■ **Selected extract**
++++++++++++++++++++

You may have been wearing flares the last time you tried carob. It ranked up there with wheat germ as a product of choice during the alternative health movement of the seventies, and it’s still widely thought of as a chocolate alternative.
However, Michael Jolley, founder of The Australian Carob Company, says carob offers consumers and food and beverage manufacturers so much more. As the largest producer of carob products in the southern hemisphere, he has made it his mission to re-educate the market on the benefits of this high fibre product.
“We are the first ones in Australia to put a full range of natural carob products on the market and as part of that, we hope to teach people that carob is much more than chocolate,” Jolley says.
“Raw carob powder is delicious, and we also make a kibble which can be used like dried fruit for snacking on or in breakfast cereal, and a versatile syrup.”
Jolley’s company makes its carob products by crushing the pods that grow on carob trees. The resulting kibble-style product can then be milled into fine powder form.
The company currently makes a range of natural carob retail products. These span raw and roasted carob powder, which can be used in baking instead of cocoa powder, kibble nibbles for snacks and adding to breakfast cereals, and carob syrup, which can be used for marinading, as a dessert topping or in dressings. It also makes some carob-based chocolate buttons for old times’ sake.
Though the company sells these products via the retail health food channel, Jolley says carob’s real value lies in its potential as a healthy ingredient for food and beverage manufacturers.
That’s because carob is a naturally sweet, high fibre ingredient with great flavour. According to Jolley, one local manufacturer already uses carob to flavour its tea bags, while another uses it as an ingredient in its healthy slices and snacks.

++++++++++++++++++++

■ **Data extracts**
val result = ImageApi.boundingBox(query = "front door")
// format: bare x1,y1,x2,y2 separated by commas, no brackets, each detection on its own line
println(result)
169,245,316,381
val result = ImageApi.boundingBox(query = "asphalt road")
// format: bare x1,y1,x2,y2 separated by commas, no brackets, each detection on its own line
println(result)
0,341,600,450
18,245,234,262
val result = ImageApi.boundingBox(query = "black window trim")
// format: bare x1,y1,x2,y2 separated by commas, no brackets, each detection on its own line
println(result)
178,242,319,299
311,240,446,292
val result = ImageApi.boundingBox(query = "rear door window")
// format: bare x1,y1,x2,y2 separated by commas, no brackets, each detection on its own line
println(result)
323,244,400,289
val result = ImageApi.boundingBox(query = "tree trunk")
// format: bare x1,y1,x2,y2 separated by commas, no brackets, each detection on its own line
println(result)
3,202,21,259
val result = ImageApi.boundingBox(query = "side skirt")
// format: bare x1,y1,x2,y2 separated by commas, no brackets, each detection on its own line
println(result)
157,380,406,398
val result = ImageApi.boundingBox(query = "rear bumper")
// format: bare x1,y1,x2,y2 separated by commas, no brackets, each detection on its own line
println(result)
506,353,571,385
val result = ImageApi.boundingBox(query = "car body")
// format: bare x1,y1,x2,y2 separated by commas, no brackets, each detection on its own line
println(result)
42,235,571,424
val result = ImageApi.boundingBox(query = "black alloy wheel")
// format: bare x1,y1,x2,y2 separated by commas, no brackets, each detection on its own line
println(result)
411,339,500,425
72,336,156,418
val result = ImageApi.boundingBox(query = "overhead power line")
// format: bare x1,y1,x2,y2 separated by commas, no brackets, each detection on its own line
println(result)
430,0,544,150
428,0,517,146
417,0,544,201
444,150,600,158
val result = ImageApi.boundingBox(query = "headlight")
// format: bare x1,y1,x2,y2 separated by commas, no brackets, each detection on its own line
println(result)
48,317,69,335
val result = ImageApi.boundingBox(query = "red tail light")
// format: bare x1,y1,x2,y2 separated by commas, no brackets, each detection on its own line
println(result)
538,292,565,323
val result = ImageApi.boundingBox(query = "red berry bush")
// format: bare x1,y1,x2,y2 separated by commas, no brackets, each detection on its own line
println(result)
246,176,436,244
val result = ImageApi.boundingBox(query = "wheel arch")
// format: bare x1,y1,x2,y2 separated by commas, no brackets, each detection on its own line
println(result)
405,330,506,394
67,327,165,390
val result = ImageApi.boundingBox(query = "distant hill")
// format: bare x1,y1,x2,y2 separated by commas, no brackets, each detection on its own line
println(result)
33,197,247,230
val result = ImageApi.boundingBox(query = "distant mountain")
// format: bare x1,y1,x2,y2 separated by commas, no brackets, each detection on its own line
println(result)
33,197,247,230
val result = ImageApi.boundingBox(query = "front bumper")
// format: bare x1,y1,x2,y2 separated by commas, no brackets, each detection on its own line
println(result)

++++++++++++++++++++

■ **Task requirements**
[1] Retype the part of the carob article starting with "Jolley’s company makes" and going on through "old times’ sake.".
[2] Write what comes next in the carob article, picking up after its last sentence.

■ **Answers for the exercise**
[1]
Jolley’s company makes its carob products by crushing the pods that grow on carob trees. The resulting kibble-style product can then be milled into fine powder form.
The company currently makes a range of natural carob retail products. These span raw and roasted carob powder, which can be used in baking instead of cocoa powder, kibble nibbles for snacks and adding to breakfast cereals, and carob syrup, which can be used for marinading, as a dessert topping or in dressings. It also makes some carob-based chocolate buttons for old times’ sake.

[2]
The Australian Carob Company also sells its kibble to Woolworths, which uses it in its Macro healthy nibble mix.
“We are also getting a lot of inquiries from other manufacturers, such as those that make gourmet treats for pets,” Jolley says.
“It’s great to see the demand growing after so many years of hard work.”
Jolley began the South Australian venture back in 2000. He and his wife bought a block of land and planted 6000 carob trees.
Then they imported a carob kibbler from Spain to remove the seed and break up the carob pod. They also installed a large roasting oven to make their roasted carob powder, as well as milling equipment and a packaging line, all located on the farm.
Jolley says sales have more than tripled over the past year, and given that the company is now selling its products to manufacturers, he is predicting even more growth over the next year.
His orchard can produce 600 tonnes of carob pods a year, he says, which gives him ample capacity to accommodate all of this growth.
According to Jolley, the company also has an edge over other producers in the flavour stakes. Many producers select the carob for its seed, which is a carob by-product that’s used as a food, pharmaceuticals and cosmetics thickener.
Jolley, who is a gardener, says his carob trees were selected specifically for the flavour of the pods. “Even people who have eaten carob all their lives can’t believe the taste,” he says.
“If you use quality ingredients, you end up with a quality product. My wife and I did all this ourselves. We didn’t have a big cheque book, and it’s been a struggle, but now we have companies overseas wanting our products.”